* [TASK TO COMPLETE]: Return exactly the lines that run from the one containing "find doctor |" to the end of the entries, with both ends included.
◆ ◆ ◆ ◆ ◆
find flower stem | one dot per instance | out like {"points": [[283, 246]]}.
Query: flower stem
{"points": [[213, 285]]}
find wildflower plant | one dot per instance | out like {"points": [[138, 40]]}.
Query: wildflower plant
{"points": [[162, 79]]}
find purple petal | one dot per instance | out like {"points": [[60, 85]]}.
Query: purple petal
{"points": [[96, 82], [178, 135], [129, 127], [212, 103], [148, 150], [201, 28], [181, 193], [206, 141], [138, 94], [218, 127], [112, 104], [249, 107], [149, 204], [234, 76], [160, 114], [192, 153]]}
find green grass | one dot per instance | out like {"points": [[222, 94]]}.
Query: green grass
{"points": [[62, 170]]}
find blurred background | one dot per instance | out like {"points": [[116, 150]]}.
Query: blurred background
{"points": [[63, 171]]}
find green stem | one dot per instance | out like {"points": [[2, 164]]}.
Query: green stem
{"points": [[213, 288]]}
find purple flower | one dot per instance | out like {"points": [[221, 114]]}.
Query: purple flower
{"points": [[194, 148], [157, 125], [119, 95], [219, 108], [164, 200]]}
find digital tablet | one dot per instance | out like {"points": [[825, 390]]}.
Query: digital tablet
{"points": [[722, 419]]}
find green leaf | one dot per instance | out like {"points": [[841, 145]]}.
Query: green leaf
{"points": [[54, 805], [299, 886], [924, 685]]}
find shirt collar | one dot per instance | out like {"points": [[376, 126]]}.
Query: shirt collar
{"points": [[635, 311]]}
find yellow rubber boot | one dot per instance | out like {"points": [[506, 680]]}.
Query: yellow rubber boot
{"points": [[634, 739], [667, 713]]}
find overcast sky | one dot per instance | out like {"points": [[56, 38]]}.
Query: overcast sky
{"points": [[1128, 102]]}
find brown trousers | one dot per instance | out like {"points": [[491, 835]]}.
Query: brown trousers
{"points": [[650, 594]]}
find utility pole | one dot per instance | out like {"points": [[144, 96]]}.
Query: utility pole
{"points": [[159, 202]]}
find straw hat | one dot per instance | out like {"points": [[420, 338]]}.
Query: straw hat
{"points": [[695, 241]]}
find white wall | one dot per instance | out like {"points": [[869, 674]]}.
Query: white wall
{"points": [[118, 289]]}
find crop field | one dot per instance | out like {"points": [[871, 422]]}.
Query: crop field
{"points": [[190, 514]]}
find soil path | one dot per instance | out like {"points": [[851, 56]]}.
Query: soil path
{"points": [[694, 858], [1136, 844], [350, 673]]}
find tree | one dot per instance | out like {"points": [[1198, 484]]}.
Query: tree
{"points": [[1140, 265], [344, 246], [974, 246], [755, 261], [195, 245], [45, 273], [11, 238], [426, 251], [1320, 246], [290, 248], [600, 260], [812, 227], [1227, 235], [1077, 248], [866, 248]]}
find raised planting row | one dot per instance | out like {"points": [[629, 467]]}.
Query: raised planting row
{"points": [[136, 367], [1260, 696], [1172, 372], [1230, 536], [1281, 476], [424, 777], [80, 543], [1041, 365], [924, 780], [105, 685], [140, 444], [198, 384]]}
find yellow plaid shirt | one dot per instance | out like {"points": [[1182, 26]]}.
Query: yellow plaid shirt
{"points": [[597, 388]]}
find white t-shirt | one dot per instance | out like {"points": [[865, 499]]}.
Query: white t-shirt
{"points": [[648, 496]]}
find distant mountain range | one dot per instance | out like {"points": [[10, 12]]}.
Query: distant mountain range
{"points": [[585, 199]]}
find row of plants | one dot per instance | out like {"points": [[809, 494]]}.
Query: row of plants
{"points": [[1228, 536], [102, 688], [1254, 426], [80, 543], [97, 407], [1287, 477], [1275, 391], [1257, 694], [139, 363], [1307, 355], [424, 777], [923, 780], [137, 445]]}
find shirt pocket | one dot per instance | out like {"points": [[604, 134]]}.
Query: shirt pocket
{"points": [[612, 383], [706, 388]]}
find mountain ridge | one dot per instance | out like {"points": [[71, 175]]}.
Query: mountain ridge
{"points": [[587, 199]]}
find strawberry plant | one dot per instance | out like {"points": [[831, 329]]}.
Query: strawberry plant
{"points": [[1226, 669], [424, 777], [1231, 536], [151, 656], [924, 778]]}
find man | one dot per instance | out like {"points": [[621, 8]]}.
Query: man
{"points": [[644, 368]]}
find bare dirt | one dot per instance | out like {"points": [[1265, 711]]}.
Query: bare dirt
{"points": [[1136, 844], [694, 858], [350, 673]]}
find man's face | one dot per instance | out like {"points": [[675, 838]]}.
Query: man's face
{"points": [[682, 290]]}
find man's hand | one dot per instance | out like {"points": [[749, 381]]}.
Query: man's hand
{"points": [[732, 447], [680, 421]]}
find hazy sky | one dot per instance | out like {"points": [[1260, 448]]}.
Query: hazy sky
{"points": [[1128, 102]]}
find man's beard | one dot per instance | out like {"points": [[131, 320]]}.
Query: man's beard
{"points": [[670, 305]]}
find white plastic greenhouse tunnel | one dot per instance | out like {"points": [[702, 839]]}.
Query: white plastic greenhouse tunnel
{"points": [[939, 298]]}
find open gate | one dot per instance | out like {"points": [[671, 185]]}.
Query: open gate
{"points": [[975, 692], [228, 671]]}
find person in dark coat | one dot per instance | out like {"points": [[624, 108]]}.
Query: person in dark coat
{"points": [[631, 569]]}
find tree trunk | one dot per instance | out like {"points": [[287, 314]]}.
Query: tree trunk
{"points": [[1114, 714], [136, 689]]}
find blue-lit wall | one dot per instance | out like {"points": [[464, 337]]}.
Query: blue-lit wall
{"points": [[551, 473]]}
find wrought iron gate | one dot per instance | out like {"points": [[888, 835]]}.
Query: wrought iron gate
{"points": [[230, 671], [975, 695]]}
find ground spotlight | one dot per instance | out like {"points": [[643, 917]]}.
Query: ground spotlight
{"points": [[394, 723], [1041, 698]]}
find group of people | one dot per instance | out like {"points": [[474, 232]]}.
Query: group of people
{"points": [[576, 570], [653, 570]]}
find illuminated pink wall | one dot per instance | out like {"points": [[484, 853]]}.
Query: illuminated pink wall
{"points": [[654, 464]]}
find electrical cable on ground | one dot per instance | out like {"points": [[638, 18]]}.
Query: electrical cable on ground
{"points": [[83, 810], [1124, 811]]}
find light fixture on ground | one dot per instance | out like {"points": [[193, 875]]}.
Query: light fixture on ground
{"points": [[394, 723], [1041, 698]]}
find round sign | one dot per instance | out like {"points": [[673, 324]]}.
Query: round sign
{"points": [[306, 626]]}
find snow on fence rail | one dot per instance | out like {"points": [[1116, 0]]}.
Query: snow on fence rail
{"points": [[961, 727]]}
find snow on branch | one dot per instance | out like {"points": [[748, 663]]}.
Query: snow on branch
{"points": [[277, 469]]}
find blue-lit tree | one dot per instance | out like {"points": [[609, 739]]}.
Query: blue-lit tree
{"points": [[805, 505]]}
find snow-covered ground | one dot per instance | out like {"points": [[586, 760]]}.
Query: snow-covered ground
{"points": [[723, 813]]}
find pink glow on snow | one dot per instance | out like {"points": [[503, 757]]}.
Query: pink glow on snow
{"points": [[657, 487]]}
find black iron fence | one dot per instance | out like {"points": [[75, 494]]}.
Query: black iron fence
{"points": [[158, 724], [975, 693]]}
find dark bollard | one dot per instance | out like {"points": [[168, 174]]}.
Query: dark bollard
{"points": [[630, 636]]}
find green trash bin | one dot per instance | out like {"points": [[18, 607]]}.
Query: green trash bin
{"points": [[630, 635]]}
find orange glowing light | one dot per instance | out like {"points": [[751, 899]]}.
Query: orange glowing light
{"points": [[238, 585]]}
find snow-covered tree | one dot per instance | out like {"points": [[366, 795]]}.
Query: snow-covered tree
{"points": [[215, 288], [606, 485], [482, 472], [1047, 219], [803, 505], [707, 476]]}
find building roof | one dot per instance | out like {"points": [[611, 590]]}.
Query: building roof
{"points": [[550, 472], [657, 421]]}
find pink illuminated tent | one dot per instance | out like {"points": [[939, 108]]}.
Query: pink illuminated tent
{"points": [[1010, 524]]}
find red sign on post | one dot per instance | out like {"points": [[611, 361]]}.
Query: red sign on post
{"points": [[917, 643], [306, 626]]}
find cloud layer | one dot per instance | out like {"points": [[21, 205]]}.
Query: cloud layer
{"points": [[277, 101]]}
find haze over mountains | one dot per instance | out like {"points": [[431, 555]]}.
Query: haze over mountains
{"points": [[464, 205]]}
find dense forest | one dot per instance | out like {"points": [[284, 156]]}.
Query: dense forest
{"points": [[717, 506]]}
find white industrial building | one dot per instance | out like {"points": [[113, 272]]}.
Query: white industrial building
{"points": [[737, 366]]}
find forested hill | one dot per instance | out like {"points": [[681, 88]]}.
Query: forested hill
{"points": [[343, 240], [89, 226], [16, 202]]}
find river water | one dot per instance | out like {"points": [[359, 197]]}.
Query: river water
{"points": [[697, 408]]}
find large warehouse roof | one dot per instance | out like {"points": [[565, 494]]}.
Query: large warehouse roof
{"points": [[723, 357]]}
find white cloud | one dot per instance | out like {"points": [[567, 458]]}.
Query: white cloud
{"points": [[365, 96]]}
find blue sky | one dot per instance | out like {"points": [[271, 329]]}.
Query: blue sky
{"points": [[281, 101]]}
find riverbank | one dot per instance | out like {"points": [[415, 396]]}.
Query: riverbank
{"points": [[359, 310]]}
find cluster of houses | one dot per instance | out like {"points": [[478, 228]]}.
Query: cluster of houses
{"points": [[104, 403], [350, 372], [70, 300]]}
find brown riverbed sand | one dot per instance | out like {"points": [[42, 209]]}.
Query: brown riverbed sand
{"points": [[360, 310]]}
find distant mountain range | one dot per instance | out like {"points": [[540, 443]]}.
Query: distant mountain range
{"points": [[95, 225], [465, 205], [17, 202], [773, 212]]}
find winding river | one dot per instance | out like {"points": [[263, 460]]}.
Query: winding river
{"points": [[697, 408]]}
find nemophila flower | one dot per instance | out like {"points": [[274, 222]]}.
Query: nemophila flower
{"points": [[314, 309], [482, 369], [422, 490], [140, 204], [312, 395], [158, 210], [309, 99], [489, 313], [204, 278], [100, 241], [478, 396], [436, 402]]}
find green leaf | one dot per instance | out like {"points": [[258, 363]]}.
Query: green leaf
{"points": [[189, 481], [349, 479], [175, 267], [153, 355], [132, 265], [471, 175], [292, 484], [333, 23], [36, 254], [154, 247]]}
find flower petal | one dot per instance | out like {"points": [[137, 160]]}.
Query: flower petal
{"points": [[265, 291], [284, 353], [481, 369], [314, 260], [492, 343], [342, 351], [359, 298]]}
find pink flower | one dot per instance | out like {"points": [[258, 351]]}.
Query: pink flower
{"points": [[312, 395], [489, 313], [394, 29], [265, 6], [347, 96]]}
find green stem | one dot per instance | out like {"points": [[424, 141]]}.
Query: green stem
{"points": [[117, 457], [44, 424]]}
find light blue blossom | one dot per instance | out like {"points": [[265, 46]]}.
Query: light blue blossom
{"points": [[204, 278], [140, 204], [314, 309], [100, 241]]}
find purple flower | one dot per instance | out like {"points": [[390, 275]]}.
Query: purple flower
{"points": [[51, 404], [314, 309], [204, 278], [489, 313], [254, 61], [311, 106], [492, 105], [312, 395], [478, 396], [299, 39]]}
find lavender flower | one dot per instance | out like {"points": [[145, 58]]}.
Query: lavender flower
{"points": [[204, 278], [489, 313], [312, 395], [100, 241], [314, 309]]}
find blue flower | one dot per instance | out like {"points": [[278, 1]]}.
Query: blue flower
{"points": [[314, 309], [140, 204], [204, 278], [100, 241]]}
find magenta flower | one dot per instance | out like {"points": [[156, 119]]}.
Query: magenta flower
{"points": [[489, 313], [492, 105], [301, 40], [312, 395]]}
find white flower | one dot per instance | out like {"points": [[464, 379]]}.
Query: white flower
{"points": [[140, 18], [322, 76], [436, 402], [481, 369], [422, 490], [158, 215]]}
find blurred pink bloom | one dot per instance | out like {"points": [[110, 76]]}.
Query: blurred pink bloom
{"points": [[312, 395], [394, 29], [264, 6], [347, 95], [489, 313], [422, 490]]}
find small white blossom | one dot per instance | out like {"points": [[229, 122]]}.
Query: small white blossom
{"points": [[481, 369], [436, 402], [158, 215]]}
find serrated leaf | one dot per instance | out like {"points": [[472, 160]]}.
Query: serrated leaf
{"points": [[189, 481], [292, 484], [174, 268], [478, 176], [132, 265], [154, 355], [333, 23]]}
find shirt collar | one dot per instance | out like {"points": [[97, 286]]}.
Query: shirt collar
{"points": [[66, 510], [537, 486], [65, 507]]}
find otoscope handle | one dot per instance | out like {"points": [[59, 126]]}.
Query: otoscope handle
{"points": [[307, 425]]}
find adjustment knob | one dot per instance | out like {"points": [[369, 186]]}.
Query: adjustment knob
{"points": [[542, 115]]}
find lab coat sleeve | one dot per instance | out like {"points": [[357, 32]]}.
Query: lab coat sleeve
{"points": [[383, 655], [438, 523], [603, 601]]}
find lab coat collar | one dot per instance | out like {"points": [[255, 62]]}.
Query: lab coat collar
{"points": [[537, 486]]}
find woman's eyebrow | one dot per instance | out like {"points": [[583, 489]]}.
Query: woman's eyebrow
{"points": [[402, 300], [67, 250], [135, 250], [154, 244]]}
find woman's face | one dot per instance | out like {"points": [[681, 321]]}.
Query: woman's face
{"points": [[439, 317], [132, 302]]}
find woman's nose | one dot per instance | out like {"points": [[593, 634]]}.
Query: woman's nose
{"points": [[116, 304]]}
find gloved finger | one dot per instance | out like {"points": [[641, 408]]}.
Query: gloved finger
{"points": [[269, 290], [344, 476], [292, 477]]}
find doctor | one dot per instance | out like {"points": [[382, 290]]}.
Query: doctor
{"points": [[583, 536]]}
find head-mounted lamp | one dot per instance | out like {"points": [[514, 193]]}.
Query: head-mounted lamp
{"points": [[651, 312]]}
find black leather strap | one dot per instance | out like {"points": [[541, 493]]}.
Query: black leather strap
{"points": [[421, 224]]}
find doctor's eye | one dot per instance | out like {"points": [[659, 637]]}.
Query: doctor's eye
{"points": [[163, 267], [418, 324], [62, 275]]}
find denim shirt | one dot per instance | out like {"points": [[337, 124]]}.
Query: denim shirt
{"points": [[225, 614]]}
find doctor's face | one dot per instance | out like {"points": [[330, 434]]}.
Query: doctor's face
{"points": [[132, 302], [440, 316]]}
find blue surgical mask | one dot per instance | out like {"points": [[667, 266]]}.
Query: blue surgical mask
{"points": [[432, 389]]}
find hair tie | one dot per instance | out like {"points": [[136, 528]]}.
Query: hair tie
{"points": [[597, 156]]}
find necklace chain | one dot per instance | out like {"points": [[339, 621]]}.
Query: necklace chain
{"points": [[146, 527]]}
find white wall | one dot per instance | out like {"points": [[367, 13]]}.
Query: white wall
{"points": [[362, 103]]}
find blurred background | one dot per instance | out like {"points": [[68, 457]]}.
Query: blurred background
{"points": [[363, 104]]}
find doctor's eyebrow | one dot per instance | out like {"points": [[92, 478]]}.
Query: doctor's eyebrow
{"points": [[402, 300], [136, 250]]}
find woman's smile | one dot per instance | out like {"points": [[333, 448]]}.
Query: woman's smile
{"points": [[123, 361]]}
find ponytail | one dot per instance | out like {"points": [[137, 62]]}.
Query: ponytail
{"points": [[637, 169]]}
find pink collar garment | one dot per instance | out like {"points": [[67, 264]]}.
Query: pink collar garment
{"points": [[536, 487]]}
◆ ◆ ◆ ◆ ◆
* [SOLVED PROBLEM]:
find doctor | one dot per instance | out like {"points": [[382, 290]]}.
Query: doctor
{"points": [[583, 536]]}
find head-mounted lamp | one dot per instance | out like {"points": [[514, 193]]}.
Query: head-mounted lamp
{"points": [[651, 312]]}
find black leather strap | one dot per instance | out like {"points": [[541, 493]]}.
Query: black leather strap
{"points": [[421, 224]]}
find doctor's eye | one dot per instance | out like {"points": [[659, 637]]}.
Query: doctor's eye
{"points": [[163, 267], [418, 324], [62, 275]]}
find denim shirt | one dot per instance | out like {"points": [[337, 124]]}.
Query: denim shirt
{"points": [[225, 614]]}
find doctor's face | one dot per instance | out like {"points": [[330, 434]]}.
Query: doctor's face
{"points": [[132, 302], [440, 316]]}
find blue surgical mask | one dot per instance | out like {"points": [[667, 266]]}.
Query: blue surgical mask
{"points": [[432, 389]]}
find hair tie | one dot per instance | out like {"points": [[136, 528]]}.
Query: hair tie
{"points": [[597, 156]]}
find necklace chain | one dot per instance | out like {"points": [[339, 621]]}.
Query: necklace chain
{"points": [[146, 527]]}
find white wall | one dot per instance | out like {"points": [[367, 13]]}.
Query: white wall
{"points": [[362, 103]]}
find blurred background | one dot per instance | out like {"points": [[68, 457]]}.
Query: blurred background
{"points": [[363, 104]]}
find doctor's eyebrow | one dot per instance | out like {"points": [[92, 478]]}.
Query: doctor's eyebrow
{"points": [[402, 300], [136, 250]]}
find woman's smile | one dot per instance | out like {"points": [[333, 448]]}.
Query: woman's smile
{"points": [[123, 361]]}
find ponytail | one dot per instance | out like {"points": [[137, 62]]}.
Query: ponytail
{"points": [[637, 169]]}
find pink collar garment | one dot per instance | out like {"points": [[67, 264]]}.
Query: pink collar garment
{"points": [[536, 487]]}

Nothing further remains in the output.